Dan diriwayatkan oleh Al Hakim dari Abuhurairah
r.a bahwasanya Rasulullah SAW bersabda yang artinya : “Saya tinggalkan
ditengah-tengah kamu sekalian yang apabila kamu memegang teguh padanya, kamu
tidak akan tersesat sesudah aku (tinggalkan kamu), yaitu Kitabullah (Al Qur’an)
dan Sunnah Rassul-Nya”.
Dari
ayat dan hadits tersebut dapat diketahui bahwa Rasulullah SAW tidak meninggalkan
kehidupan dunia ini kecuali telah sempurna pembinaan syari’ah Islam. Ijtihad
sahabat dan tabi’in sesudah Rasulullah wafat bukanlah tasyri’ pada hakikatnya,
akan tetapi suatu pengembangan dalam dasar-dasar yang universal, dan
menerapkannya pada berbagai peristiwa yang sering terjadi, dan juga merupakan
istinbat bagi pengertian hukum, serta melakukan kias padanya dalam hal-hal yang
tiada nasnya. Oleh karena itu tiada sumber tasyri’ selain Al Qur’an dan As
Sunnah.[7]
Adapun
hadits tentang pengutusan Mu’az Ibn Jabal ke Yaman sebagai qadi, mempunyai arti
bahwasanya pada kasus ini Rasulullah SAW menunjukkan perijinan yang luas untuk
melakukan ijtihad hukum pada masa Rasulullah, Nabi bersabda yang artinya :
“Bagaimana
engkau (mu’az) mengambil suatu keputusan hukum terhadap permasalahan hukum yang
diajukan kepadamu ? Jawab mu’az saya akan mengambil suatu keputusan hukum
berdasarkan kitab Allah (Al-Qur’an). Kalau kamu tidak menemukan dalam kitab
Allah ? Jawab mu’az, saya akan mengambil keputusan berdasarkan sunnah
Rasulullah. Tanya Nabi, jika engkau tidak ketemukan dalam sunnah ? Jawab mu’az,
saya akan berijtihad dan saya tidak akan menyimpang. Lalu Rasulullah menepuk
dada Mu’az seraya mengatakan segala puji bagi Allah yang telah memberi taufik
utusan Rasulnya pada sesuatu yang diridhai oleh Allah dan RasulNya.”
+-------+
**Bagian Latihan**
A: Tuliskan kembali bagian teks sumber mulai dari "Dan diriwayatkan oleh" dan berakhir pada "Kitabullah (Al Qur’an)". Ganti "tersesat" dengan "salah jalan".
B: Menurut teks sumber, apa saja dasar yang disebut Mu'az untuk mengambil keputusan hukum? Urutkan sesuai jawabannya kepada Nabi.
+-------+
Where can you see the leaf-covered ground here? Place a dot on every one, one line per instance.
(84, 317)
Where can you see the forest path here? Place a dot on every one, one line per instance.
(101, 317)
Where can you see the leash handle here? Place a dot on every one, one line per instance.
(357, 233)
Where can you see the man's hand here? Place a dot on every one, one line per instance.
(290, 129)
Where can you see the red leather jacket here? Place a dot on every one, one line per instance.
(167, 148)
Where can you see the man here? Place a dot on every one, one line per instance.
+-------+
**Kumpulan Jawaban**
A:
Dan diriwayatkan oleh Al Hakim dari Abuhurairah
r.a bahwasanya Rasulullah SAW bersabda yang artinya : “Saya tinggalkan
ditengah-tengah kamu sekalian yang apabila kamu memegang teguh padanya, kamu
tidak akan salah jalan sesudah aku (tinggalkan kamu), yaitu Kitabullah (Al Qur’an)

B:
1. Kitab Allah (Al-Qur'an)
2. Sunnah Rasulullah
3. Ijtihad ("saya akan berijtihad dan saya tidak akan menyimpang")